TEXT
• • •

Regardless of any mocking criticism, the Scalextric effort actually DID take place, which is a tremendous tribute to Scalextric/Top Gear, and most particularly to Adrian Norman.

The absolute essence of making an event actually take place is to set the parameters at an affordable and easily achievable level. One can always make improvements based on that first base line. But if there IS no first base line, then nothing will happen, other than a lot of hot air, as usual! biggrin.gif

In my opinion, the Scalextric/Top Gear event event got a lot of basic things right , with flaky timing being the most obvious problem.
Better timing arrangements would not be difficult to arrange.

I believe it is highly desirable to use readily available plastic track and forget about purpose built precision track modules. Far better to have an event actually happen, albeit with less than perfect track, than not to have it happen at all because such a track is not available, or at least not at a price anyone can afford. To this end, sorry to say, but Sport track, with its less than ideal connections, is not the best. But there are others more suited to this purpose.

• • •

EXTRACTED ENTRIES

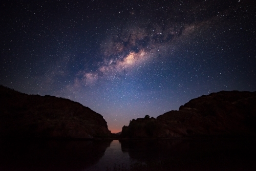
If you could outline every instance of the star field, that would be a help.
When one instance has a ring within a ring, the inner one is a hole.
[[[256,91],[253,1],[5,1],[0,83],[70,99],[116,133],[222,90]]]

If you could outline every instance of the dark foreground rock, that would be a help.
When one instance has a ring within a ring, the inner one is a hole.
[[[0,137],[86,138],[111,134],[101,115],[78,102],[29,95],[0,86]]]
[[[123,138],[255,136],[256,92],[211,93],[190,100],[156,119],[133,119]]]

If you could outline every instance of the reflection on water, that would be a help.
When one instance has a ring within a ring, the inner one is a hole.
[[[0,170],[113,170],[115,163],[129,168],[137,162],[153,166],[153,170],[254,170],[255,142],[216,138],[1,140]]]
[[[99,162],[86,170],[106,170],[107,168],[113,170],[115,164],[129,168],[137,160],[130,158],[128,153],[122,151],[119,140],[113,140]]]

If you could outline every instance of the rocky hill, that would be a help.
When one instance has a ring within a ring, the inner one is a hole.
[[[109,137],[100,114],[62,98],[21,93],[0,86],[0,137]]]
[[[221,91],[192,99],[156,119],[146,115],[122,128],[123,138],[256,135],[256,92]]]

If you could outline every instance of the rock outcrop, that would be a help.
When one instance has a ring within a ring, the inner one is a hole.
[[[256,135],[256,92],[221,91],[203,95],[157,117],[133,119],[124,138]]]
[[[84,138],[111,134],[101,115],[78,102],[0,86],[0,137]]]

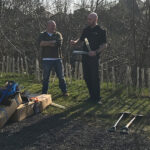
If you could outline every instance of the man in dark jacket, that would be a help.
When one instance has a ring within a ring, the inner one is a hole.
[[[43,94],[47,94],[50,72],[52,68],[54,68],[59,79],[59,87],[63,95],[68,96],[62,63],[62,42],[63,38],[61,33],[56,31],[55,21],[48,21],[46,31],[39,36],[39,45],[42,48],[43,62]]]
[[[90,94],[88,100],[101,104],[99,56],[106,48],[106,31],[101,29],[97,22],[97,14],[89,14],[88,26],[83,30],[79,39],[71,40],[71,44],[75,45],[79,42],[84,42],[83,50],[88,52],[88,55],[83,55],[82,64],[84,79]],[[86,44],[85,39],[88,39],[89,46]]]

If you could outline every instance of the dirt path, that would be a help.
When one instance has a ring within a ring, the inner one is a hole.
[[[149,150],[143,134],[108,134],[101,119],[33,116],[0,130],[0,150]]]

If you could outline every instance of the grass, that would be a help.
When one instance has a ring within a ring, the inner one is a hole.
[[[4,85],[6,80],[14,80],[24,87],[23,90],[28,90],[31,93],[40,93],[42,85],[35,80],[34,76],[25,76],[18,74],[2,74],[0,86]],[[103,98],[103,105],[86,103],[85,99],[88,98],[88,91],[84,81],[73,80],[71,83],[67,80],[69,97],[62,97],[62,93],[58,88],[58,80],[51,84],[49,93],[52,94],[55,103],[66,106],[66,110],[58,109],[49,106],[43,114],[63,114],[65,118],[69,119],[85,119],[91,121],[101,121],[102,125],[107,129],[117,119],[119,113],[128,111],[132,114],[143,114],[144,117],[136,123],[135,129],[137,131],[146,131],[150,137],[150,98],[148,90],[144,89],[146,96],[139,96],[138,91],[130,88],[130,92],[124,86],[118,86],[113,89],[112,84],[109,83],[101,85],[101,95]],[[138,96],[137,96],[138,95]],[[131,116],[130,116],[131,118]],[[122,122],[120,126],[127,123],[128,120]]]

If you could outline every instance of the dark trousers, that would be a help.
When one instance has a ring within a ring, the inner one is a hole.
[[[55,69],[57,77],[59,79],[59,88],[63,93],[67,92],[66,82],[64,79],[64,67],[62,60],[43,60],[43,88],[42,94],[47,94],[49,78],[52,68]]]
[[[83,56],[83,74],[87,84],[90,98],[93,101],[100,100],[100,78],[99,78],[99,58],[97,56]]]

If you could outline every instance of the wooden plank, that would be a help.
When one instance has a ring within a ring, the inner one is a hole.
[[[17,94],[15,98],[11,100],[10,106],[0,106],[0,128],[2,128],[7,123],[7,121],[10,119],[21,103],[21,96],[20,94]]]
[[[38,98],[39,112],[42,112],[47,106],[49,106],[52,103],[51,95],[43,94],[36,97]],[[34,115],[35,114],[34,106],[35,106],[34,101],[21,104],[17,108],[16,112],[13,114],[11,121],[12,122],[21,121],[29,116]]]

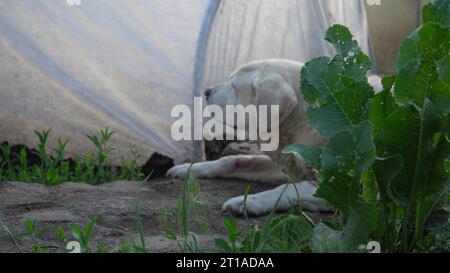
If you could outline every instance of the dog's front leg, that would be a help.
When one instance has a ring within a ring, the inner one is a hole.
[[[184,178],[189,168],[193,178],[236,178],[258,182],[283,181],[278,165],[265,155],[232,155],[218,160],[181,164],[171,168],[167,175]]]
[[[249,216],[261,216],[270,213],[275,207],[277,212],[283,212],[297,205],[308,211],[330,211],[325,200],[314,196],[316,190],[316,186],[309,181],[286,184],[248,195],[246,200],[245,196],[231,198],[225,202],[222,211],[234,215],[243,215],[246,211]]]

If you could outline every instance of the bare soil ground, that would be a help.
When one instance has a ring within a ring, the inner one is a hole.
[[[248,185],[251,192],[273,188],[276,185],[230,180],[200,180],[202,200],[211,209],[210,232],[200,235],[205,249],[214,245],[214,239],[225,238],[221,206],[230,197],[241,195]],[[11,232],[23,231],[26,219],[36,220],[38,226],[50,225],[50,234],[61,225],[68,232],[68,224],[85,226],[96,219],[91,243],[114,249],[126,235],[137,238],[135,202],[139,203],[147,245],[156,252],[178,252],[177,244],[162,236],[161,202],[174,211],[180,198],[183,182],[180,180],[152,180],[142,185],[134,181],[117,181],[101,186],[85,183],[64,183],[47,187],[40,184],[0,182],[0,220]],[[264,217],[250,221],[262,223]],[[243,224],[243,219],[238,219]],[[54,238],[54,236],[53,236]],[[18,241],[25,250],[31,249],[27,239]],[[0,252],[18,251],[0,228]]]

• • •

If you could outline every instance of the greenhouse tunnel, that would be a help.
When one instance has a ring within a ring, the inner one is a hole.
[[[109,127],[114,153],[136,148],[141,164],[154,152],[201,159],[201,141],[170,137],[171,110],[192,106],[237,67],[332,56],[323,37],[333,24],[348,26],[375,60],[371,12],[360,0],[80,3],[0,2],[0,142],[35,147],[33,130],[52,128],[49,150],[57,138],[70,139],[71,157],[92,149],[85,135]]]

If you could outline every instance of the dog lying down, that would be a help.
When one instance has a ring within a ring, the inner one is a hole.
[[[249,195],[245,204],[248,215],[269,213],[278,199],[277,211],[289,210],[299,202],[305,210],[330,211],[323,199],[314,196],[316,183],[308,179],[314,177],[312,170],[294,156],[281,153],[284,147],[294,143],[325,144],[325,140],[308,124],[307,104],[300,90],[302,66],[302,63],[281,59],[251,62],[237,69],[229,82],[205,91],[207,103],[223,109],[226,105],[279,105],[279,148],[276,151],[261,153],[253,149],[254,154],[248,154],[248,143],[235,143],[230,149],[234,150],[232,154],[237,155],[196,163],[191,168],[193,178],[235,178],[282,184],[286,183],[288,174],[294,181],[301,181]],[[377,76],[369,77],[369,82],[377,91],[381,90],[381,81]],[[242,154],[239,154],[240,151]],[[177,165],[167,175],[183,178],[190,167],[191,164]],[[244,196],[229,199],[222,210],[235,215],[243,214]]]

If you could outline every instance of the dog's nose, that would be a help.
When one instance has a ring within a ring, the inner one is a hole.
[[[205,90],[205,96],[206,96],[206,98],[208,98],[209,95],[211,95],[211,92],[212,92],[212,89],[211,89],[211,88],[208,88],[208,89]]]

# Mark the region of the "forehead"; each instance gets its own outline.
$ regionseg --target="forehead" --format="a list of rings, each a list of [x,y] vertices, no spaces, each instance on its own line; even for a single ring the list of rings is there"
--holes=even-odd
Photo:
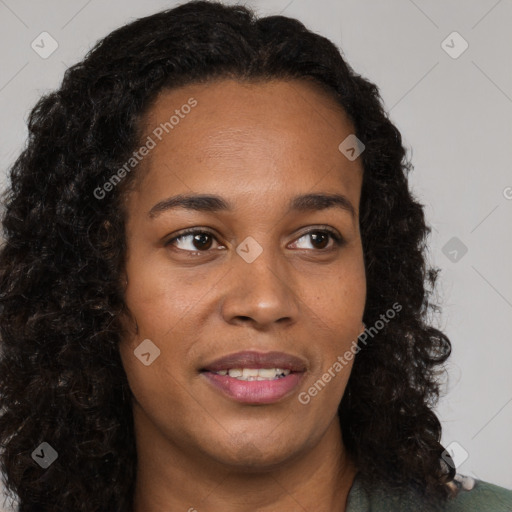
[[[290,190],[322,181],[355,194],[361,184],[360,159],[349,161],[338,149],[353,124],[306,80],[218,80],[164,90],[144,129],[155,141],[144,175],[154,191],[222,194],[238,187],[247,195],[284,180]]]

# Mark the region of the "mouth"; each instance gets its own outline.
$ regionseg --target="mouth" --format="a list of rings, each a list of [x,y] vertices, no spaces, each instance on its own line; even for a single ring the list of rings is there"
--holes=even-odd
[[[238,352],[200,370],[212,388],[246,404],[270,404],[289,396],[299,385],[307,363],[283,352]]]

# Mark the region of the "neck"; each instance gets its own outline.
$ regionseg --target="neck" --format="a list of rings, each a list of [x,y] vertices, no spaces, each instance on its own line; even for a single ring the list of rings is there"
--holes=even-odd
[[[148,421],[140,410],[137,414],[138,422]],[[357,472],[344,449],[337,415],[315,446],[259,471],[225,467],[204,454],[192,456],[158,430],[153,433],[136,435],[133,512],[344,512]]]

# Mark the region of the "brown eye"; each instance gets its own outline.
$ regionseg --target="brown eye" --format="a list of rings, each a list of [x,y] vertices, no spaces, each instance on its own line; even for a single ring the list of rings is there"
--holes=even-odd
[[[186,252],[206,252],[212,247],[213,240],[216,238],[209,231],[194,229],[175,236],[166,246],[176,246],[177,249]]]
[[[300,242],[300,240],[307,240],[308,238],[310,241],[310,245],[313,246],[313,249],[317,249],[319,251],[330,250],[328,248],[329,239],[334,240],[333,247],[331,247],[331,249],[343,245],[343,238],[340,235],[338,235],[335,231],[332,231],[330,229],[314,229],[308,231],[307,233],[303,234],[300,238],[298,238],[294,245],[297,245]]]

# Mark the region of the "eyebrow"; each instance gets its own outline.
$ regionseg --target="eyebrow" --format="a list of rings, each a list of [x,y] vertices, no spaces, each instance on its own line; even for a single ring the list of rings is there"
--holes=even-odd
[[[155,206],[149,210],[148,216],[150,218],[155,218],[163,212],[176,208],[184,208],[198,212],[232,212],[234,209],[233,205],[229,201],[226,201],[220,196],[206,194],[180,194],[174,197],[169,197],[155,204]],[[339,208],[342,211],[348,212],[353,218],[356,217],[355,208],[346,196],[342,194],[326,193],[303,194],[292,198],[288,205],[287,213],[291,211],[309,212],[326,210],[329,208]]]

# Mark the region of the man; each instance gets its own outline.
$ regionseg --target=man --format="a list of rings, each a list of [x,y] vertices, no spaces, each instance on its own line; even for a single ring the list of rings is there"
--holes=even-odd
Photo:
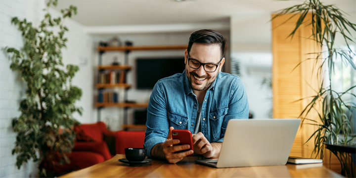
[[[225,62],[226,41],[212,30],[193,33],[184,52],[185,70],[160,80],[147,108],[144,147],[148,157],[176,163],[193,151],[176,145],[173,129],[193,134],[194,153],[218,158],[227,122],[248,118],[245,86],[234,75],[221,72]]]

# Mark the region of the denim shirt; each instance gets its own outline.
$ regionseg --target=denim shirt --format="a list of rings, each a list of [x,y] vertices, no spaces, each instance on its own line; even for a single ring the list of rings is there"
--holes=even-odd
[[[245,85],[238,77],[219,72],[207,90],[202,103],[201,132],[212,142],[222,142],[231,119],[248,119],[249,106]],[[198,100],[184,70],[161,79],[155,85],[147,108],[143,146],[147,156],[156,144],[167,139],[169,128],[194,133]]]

• • •

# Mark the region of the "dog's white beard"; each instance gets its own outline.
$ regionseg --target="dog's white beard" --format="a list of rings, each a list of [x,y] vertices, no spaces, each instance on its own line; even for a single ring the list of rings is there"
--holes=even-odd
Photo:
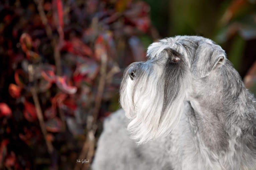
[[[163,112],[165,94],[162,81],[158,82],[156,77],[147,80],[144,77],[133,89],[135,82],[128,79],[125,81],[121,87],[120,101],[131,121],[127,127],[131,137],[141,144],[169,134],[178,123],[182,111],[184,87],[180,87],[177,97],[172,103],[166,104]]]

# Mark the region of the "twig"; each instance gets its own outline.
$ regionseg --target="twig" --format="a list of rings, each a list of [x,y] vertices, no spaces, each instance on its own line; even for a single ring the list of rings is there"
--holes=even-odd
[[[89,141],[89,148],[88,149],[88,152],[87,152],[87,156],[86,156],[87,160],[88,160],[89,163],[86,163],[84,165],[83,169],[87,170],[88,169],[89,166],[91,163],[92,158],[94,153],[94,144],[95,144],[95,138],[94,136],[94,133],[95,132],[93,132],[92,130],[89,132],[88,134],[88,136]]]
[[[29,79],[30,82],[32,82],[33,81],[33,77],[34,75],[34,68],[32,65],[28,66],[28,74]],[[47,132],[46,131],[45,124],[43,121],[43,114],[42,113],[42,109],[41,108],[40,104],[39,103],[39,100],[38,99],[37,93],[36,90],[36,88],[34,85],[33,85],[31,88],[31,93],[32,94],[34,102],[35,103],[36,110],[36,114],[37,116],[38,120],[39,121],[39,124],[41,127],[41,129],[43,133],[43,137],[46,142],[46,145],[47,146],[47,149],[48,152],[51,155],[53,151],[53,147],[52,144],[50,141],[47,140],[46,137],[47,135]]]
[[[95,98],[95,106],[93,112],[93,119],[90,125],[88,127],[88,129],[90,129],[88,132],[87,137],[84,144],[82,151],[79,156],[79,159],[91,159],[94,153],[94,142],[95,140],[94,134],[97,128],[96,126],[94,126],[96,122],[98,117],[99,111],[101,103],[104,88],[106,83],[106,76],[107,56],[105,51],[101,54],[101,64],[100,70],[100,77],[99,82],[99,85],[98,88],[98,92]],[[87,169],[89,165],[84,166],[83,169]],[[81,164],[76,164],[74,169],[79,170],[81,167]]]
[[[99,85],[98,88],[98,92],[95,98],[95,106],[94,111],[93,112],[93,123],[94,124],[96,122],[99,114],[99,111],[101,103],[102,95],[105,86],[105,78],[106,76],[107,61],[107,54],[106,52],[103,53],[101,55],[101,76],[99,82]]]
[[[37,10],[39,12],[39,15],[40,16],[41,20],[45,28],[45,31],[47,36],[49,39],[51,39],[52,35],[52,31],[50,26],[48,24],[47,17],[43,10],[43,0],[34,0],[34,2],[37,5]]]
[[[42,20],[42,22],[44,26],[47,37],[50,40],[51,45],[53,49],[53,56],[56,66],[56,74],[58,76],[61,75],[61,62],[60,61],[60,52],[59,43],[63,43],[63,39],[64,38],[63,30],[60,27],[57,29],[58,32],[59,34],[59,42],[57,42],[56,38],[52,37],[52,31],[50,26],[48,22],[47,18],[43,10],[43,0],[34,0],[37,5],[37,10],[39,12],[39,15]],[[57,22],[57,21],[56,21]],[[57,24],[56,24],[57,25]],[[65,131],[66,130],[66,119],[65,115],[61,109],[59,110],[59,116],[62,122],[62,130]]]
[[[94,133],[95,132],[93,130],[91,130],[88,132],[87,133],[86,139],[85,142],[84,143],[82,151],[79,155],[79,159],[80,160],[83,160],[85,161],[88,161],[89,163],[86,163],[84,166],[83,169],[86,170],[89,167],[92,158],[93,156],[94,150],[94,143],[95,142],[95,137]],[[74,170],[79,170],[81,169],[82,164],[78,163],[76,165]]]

• • •

EXERCISES
A) According to the text on the Scalextric/Top Gear event, why is readily available plastic track preferable to purpose-built precision track modules? Answer in one to three sentences.
B) Carry on the text on the Scalextric/Top Gear event from where it stops.
The entries are not needed for this work.

ANSWERS PER TASK
A) The text says it is far better for an event to actually happen with less than perfect track than not to happen at all. A precision track may not be available, or at least not at a price anyone can afford.

B)
Another personal recommendation is to absolutely LIMIT the available power to a low level, but ensure that whatever the level chosen, it is consistent and close to bullet-proof reliable. A readily available, cheap and reproducible power STANDARD is essential. That would enable many more people to experiment themselves and then join in competition. Without popular support, such an event simply doesn't happen. In my opinion, the voltage should never exceed the 12-13 volt standard and amperage should be set at a low figure to start with. If sensibly low limits are not set, then the pie skyers (or should that be sky pie-ers) will be looking for a thousand amps and 240 volts in the rails.

I would also suggest that, if a future attempt were to be contemplated seriously in UK, it should definitely be based around the most popular scale of 1/32 and all others be completely forgotten about.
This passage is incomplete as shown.